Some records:

• • • • •

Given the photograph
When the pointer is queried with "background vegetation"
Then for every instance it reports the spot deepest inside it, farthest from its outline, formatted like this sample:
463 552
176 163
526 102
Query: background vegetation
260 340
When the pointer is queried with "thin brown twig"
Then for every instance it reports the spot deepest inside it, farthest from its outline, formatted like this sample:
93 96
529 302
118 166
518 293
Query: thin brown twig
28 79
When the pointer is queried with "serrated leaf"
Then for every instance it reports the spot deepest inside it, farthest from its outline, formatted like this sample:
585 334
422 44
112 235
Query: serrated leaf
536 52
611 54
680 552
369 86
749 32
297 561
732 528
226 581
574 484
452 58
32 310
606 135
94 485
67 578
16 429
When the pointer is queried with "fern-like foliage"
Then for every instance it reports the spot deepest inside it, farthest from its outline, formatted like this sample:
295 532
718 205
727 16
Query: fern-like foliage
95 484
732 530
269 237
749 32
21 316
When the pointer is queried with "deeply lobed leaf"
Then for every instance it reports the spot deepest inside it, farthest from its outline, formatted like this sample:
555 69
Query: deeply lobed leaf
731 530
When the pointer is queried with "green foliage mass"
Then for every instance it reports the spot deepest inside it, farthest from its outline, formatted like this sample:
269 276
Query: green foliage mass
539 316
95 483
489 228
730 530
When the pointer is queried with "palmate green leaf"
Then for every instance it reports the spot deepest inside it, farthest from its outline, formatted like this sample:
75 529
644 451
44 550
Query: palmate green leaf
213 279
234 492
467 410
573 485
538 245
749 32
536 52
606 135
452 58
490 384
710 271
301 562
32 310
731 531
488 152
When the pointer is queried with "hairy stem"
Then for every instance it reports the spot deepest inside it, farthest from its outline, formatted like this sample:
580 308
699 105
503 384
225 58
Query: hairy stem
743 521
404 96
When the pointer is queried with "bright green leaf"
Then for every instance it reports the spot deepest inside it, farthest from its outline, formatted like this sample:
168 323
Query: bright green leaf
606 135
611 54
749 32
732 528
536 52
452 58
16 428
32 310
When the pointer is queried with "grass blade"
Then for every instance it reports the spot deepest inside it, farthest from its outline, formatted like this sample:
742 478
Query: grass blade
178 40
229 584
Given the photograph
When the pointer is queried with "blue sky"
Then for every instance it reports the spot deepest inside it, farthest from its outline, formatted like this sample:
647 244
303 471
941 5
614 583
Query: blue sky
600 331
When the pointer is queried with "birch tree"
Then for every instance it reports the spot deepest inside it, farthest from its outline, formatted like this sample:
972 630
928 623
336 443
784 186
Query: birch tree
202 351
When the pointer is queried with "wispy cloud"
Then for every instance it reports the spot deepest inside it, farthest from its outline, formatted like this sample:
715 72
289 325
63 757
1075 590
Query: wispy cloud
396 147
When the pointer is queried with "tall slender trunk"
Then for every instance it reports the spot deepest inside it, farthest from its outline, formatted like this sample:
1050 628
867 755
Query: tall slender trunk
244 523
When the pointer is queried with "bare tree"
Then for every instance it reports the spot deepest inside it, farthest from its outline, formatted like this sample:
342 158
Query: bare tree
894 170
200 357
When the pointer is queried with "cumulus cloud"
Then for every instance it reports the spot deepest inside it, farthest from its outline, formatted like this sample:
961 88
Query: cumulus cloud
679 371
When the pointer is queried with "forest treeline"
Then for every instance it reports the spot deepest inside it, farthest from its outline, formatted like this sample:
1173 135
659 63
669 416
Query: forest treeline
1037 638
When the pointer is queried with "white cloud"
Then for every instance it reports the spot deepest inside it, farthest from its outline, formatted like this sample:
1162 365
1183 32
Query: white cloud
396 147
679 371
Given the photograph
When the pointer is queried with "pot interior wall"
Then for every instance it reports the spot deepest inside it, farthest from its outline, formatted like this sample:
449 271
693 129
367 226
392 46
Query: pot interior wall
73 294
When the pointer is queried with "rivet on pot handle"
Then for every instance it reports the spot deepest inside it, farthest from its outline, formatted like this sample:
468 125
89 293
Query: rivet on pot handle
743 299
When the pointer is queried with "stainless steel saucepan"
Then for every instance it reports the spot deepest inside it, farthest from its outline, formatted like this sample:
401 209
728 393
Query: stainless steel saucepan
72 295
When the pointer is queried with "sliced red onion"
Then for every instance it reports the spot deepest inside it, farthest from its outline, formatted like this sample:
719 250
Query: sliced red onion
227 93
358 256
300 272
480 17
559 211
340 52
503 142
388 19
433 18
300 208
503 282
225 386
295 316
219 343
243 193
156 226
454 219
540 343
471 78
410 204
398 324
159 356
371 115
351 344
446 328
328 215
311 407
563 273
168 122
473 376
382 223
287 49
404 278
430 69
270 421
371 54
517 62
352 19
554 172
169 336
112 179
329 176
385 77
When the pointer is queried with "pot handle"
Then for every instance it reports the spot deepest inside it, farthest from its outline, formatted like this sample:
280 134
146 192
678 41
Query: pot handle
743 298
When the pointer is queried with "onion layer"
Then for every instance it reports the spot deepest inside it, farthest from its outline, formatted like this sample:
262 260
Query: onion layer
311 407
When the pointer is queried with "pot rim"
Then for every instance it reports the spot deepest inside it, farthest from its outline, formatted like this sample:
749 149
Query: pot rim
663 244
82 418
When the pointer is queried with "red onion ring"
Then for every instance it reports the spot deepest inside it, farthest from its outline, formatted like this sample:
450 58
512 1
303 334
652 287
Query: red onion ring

• • • • •

■ Aim ■
Turn the records above into a numbered list with one line per item. Skip any blank lines.

■ Reply to the exercise ■
1. Given the photograph
2. When the pointer is queried with "background vegetation"
3. Then for every instance it reports the spot deepest inside it, farthest from its outline, formatted like this sample:
4. 463 552
5. 176 163
6. 526 102
7. Query: background vegetation
8. 260 340
9. When the pointer is queried with "thin brown twig"
10. Then for every instance it reports the spot deepest inside it, farthest from its outline, formatted like this sample:
11. 93 96
12. 529 302
13. 118 166
14. 518 293
15. Query: thin brown twig
16. 28 79
17. When the pointer is queried with "serrated leaf"
18. Then for every instance it reports the spot deepest inside it, farthest from its outline, formatted like this sample:
19. 585 334
20. 422 44
21. 112 235
22. Query: serrated leaf
23. 536 52
24. 611 54
25. 680 552
26. 369 86
27. 749 32
28. 297 561
29. 732 528
30. 226 581
31. 574 484
32. 452 58
33. 32 310
34. 606 135
35. 94 485
36. 67 578
37. 16 429
38. When the pointer is queried with "fern-like foliage"
39. Then for every instance it reports the spot deepest inside it, farthest from its outline, formatted like this sample:
40. 295 532
41. 718 205
42. 727 16
43. Query: fern-like foliage
44. 95 484
45. 732 530
46. 269 237
47. 749 32
48. 21 316
49. When the pointer is queried with "deeply lobed leaf"
50. Then for every instance it reports the spot deepest inside it, farthest from its outline, formatted like this sample:
51. 555 69
52. Query: deeply lobed leaf
53. 731 530
54. When the pointer is queried with "green foliage mass"
55. Then for every instance it reports the spot deepest inside it, farthest from its outline, formatted like this sample:
56. 269 276
57. Query: green foliage mass
58. 539 316
59. 95 483
60. 489 228
61. 730 530
62. When the pointer is queried with "palmate green leaf"
63. Then for every instance it reports the spot deepest inside it, farthest from its outline, formatted like this sample:
64. 75 529
65. 644 451
66. 44 550
67. Query: palmate green leaf
68. 213 279
69. 234 492
70. 467 410
71. 573 485
72. 538 245
73. 749 32
74. 536 52
75. 606 135
76. 452 58
77. 490 384
78. 710 271
79. 301 562
80. 32 310
81. 731 531
82. 488 152
83. When the pointer is queried with "hairy stem"
84. Then for every instance it reports the spot deepest inside it, farthest from its outline, formatted like this sample:
85. 580 308
86. 699 105
87. 503 384
88. 225 58
89. Query: hairy stem
90. 743 521
91. 404 96
92. When the pointer is queried with "bright green leaf"
93. Then for every instance it reports the spot deepest inside it, farthest from its outline, formatted like this sample:
94. 168 323
95. Query: bright green leaf
96. 606 135
97. 611 54
98. 749 32
99. 732 528
100. 536 52
101. 452 58
102. 16 428
103. 32 310
104. When the pointer is queried with "grass blade"
105. Then for every instance it reports the spot deepest inside it, farthest from its outline, formatted like this sample:
106. 742 478
107. Query: grass blade
108. 178 40
109. 229 584
110. Given the photograph
111. When the pointer is queried with "blue sky"
112. Then for every instance it reports the spot deepest inside it, farthest from its outline, formatted like this sample:
113. 647 244
114. 303 471
115. 941 5
116. 614 583
117. Query: blue sky
118. 600 331
119. When the pointer is queried with "birch tree"
120. Then for every instance it reports the spot deepest inside it, farthest from its outline, formatted like this sample:
121. 972 630
122. 928 623
123. 336 443
124. 784 186
125. Query: birch tree
126. 202 351
127. When the pointer is queried with "wispy cloud"
128. Then for every instance it reports the spot deepest inside it, farthest from its outline, formatted like this sample:
129. 715 72
130. 289 325
131. 63 757
132. 1075 590
133. Query: wispy cloud
134. 396 147
135. When the pointer is queried with "tall slender trunk"
136. Then for every instance it reports the spot deepest inside it, farthest from its outline, formatted like this sample:
137. 1050 628
138. 867 755
139. Query: tall slender trunk
140. 244 523
141. When the pointer is queried with "bare tree"
142. Then for every instance it reports the spot deepest inside it, farthest from its outline, formatted like this sample:
143. 342 158
144. Query: bare tree
145. 894 170
146. 200 357
147. When the pointer is queried with "cumulus cloud"
148. Then for every instance it reports the spot deepest inside it, farthest from its outline, formatted like this sample:
149. 961 88
150. Query: cumulus cloud
151. 679 371
152. When the pointer is queried with "forest treeline"
153. Then for every instance it reports the spot deepest inside it, farthest from its outline, formatted like this sample:
154. 1173 135
155. 659 63
156. 669 416
157. Query: forest treeline
158. 1037 638
159. When the pointer is queried with "white cloud"
160. Then for every instance it reports the spot deepest inside it, farthest from its outline, formatted like this sample:
161. 1162 365
162. 1183 32
163. Query: white cloud
164. 396 147
165. 679 371
166. Given the photograph
167. When the pointer is queried with "pot interior wall"
168. Then for every instance it reports the spot deepest inside it, farthest from its outline, formatted like this sample:
169. 449 271
170. 693 129
171. 367 226
172. 392 46
173. Query: pot interior wall
174. 73 294
175. When the pointer is queried with "rivet on pot handle"
176. Then for every instance it reports the spot deepest inside it, farthest from its outline, formatted like this sample:
177. 468 125
178. 89 293
179. Query: rivet on pot handle
180. 743 299
181. When the pointer is queried with "stainless steel saucepan"
182. Then for every instance it reports the spot deepest inside it, farthest from its outline, formatted like this sample:
183. 401 209
184. 728 393
185. Query: stainless steel saucepan
186. 72 295
187. When the pointer is queried with "sliced red onion"
188. Then for every instance it reports the spot deepest inside it, farthest from its outline, formatted like this sample:
189. 719 250
190. Query: sliced red onion
191. 227 93
192. 358 256
193. 300 272
194. 480 17
195. 559 211
196. 340 52
197. 503 142
198. 388 19
199. 433 18
200. 300 208
201. 503 282
202. 225 386
203. 295 316
204. 219 343
205. 243 193
206. 156 226
207. 454 219
208. 540 343
209. 471 78
210. 410 204
211. 398 324
212. 159 356
213. 371 115
214. 351 344
215. 446 328
216. 328 215
217. 311 407
218. 563 273
219. 168 122
220. 473 376
221. 382 223
222. 287 49
223. 404 278
224. 430 69
225. 270 421
226. 371 54
227. 517 62
228. 352 19
229. 554 172
230. 169 336
231. 112 179
232. 329 176
233. 385 77
234. When the pointer is queried with "pot handle"
235. Then for every instance it reports the spot deepest inside it, farthest from its outline, formatted like this sample:
236. 280 134
237. 146 192
238. 678 41
239. Query: pot handle
240. 743 298
241. When the pointer is queried with "onion layer"
242. Then for every instance it reports the spot deepest inside it, farthest from its outline, formatted like this sample:
243. 262 260
244. Query: onion layer
245. 311 407
246. When the pointer is queried with "pot rim"
247. Then for every instance it reports the spot deepest inside it, farthest from its outline, formatted like this sample:
248. 749 149
249. Query: pot rim
250. 663 244
251. 82 418
252. When the pointer is queried with "red onion ring"
253. Then for every instance it reports the spot deepest inside it, farthest from its outline, formatted like this sample:
254. 450 58
255. 512 1
256. 303 334
257. 652 287
258. Query: red onion ring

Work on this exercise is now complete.